§ Short problem: Please copy out the material below, replacing "hiking" with "walking" and keeping everything else unchanged. Omit the pictures from your copy.

§ Source material:

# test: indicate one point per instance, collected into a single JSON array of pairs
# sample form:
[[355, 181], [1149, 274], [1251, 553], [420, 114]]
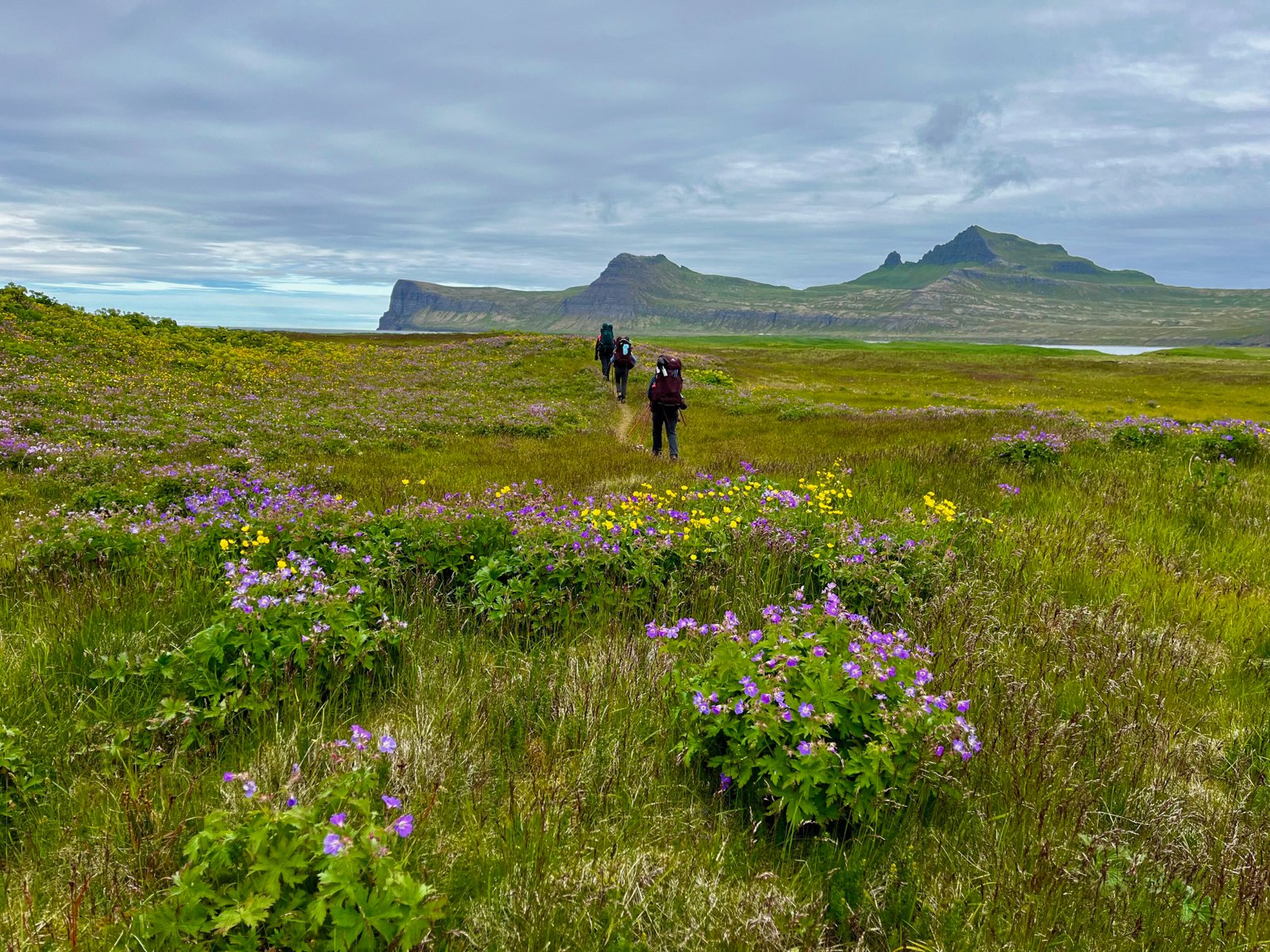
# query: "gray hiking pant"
[[670, 416]]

§ The result:
# test: indicate one point per instance, collected into a single JSON array of pairs
# sample form:
[[355, 181], [1149, 274], [1251, 553], [420, 114]]
# query: "gray walking pant"
[[670, 416]]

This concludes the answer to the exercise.